The word surface, closely related etymologically to the word superficial, (http://www.etymonline.com/) is defined, partly, as the extreme outer boundary or layer where an object meets the world around it. As a teacher I am not interested in surfaces. Yes, edges and boundaries can be interesting places, places where two beings (the knower and the known, for example) may meet, but can we engage with deeper elements of each, from the depths of one being to the depths of another? Is it possible that the encounter with one’s learning can be a richer experience than it typically is in school settings? Can the interiority of one’s self reach towards a deeper aspect or essence of the living subject? How deep can we dig? What if the educational mission were not about covering subject areas. (The metaphor of covering, is another interesting one – in covering something we shield it from light and illumination. To cover a plant, for example results in stressing its capacity to sustain its own life.) What if education were not about brushing past surfaces with the least possible affect on either knower or known, but rather exploring and exposing the “hidden wholeness” (Palmer, 2004) of ourselves with the vastness and complexity of our study, with the goal of emerging from the encounter transformed?
What would be the implications of such a shift on the contemporary practice of education?
I live on an island in north Puget Sound, and I am often struck by the attitude of the visiting tourists that start to arrive here each spring. They are driven to cross the water and gaze over it without ever getting wet. They cross surfaces and report by cell phone to friends back home that they have seen the beautiful ocean, thinking that they know it. But with our limited access to the top, almost insignificant layers of the sea, we know nothing of its wonders, its diversity, its power, its fragility, grace and wholeness, even if we were to devote a lifetime to its study.
Similarly, in schools as we guide our students over the “waters” of Algebra 1, Civics, and Language Arts, are we guiding them to know these subjects, their complexity and depth, or rather do we just surf across them? I would like to heretically urge us all to try to cover less territory and dive deeply into the particularities and complexities of your studies. Let us embrace a single poem and explore it with passion, openness and wonder. As William Blake wrote, let us “see the world in a grain of sand.” I truly believe that it is through the study of the microcosm that the universal may be revealed.
Martin Buber wrote at length about what he called the Ich-Du or I-Thou encounter: “It is a relationship that stresses the mutual, holistic existence of two beings. It is a concrete encounter, because these beings meet one another in their authentic existence, without any qualification or objectification of one another. In an I-Thou encounter, infinity and universality are made actual (rather than being merely concepts).” (Kramer, 39) Real education can be conceived of as a series of such I- Thou encounters, aiming towards transcendence and transformation. This is what I would like to aim for in my classroom.
Jiddu Krishnamurti once wrote: “Let us go into it deeply together. Not I see it and you don’t see it, or you see it and I don’t see it. But we both go into it. Deeply. Together.” (Krishnamurti, 64-5) This is such a simple and powerful image to represent a transformative vision of education for depth.

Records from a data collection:
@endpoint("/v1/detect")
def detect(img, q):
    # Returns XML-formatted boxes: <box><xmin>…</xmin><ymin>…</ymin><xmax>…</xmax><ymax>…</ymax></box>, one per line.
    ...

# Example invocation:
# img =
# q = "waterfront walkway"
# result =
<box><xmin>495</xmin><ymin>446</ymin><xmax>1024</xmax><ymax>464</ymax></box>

==

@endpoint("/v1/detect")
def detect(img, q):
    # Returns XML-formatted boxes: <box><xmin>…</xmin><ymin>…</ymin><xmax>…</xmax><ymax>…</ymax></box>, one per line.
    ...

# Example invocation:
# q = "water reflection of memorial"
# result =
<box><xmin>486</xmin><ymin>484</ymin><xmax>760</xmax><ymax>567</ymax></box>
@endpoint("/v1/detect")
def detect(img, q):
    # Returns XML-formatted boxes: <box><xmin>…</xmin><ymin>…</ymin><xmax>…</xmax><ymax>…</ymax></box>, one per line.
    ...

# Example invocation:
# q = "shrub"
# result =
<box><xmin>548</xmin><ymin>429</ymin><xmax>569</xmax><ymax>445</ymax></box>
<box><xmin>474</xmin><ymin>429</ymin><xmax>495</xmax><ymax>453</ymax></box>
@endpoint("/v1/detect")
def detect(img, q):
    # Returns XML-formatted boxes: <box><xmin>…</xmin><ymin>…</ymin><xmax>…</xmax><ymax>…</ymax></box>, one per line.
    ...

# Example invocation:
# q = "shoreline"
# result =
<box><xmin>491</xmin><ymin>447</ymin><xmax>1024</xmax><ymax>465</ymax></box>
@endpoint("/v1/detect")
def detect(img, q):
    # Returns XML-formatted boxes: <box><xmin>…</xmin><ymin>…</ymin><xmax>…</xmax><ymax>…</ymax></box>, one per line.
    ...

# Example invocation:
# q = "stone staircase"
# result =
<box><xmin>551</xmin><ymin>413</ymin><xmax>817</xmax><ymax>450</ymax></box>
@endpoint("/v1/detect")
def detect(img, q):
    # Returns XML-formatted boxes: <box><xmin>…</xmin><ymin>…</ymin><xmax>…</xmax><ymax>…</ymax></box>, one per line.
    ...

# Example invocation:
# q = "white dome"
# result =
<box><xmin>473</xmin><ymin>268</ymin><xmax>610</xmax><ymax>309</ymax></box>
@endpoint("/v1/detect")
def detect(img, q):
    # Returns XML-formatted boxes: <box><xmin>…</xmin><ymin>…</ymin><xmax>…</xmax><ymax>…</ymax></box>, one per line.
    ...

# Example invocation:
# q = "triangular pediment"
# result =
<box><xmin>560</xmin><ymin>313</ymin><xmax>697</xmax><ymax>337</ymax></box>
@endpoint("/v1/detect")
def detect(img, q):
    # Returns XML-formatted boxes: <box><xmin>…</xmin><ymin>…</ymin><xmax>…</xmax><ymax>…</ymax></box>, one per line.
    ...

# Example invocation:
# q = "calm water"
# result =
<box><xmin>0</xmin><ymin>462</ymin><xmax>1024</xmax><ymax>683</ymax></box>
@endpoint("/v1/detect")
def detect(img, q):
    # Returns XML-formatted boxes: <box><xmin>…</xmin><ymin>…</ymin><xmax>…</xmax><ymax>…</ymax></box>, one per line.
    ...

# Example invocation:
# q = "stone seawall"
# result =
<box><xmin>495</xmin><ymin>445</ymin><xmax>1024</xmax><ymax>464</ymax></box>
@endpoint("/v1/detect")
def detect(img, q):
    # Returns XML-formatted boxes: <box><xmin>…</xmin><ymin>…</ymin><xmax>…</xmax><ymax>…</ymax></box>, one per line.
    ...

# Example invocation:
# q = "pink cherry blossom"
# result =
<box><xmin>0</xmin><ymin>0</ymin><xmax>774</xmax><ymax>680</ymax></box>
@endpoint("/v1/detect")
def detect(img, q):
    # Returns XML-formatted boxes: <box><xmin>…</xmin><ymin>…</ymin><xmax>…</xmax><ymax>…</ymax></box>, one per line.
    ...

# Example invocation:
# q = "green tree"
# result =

**Instructions to follow:** Carry on the essay on depth in education, beginning immediately after its final sentence. The records bear no relation to the essay on depth in education.

**Final result:**
As I said, I live on an island, and, after ten years, finally, with the encouragement of my teenage son, have purchased a small used sailboat. Together we have been looking at our first nautical charts as we are trying to navigate through the waters of our new hobby. Bodies of water on these charts are covered with numbers, depth of water, measured not in feet but fathoms. The fathom seems such an odd and esoteric unit of measure, as well as a word with several meanings. It turns out that the origins of the word fathom are from an Old English word meaning to embrace. The unit of measure was derived from the distance a man could reach out and thus embrace (this later became standardized as a length of six feet.) And the meaning of fathom: to understand, as in “I can’t fathom what you mean by that” also comes from this concept of knowing or understanding as an embrace of the subject. Let us try to conceptualize a vision of education where the unfolding of the learner and the process coming into knowledge invokes both these meanings of fathom. Education should be an embrace, and it must require depth of experience.
On my literal and simultaneously metaphoric island I have helped to found a small independent school for kids ranging in age from age 3-12 called Salmonberry School. Over this decade of teaching and working to realize a humane and inspiring child-centered model of education, I have gradually evolved a personal pedagogy, which I have often called “holistic.” But when I reflect now on what truly differentiates my practice in the classroom most from a mainstream approach, it is this quest for both embrace and depth.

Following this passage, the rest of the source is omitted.